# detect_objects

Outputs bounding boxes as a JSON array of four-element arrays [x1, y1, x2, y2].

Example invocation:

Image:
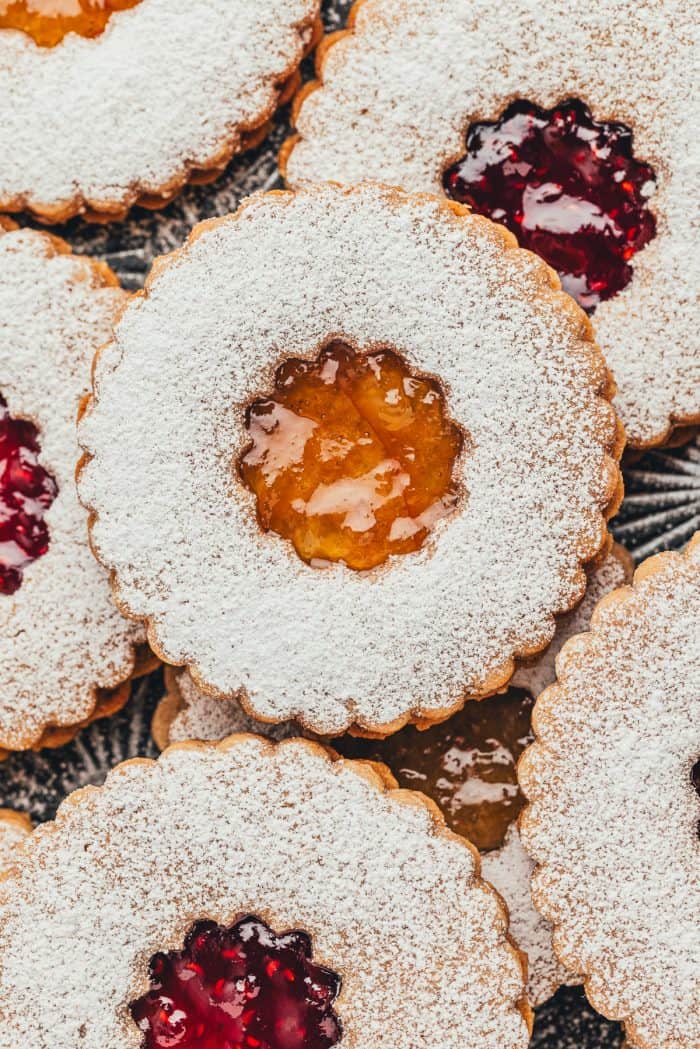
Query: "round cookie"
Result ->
[[280, 0, 700, 448], [0, 809, 31, 881], [0, 221, 148, 751], [0, 736, 530, 1049], [518, 535, 700, 1049], [79, 185, 621, 735], [153, 545, 633, 1007], [0, 0, 320, 222]]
====
→ Problem statement
Present every line of the data above as a numbered list, skipping blank lines and omitting the picture.

→ Solution
1. # detect_objects
2. Outputs bounding boxes as a JSON array of four-element arrays [x1, y1, x2, y2].
3. Example invocation:
4. Image:
5. Query: "round cookie"
6. Result ->
7. [[280, 0, 700, 448], [0, 809, 31, 881], [0, 221, 148, 751], [0, 736, 530, 1049], [518, 535, 700, 1049], [79, 185, 621, 735], [153, 545, 633, 1007], [0, 0, 320, 222]]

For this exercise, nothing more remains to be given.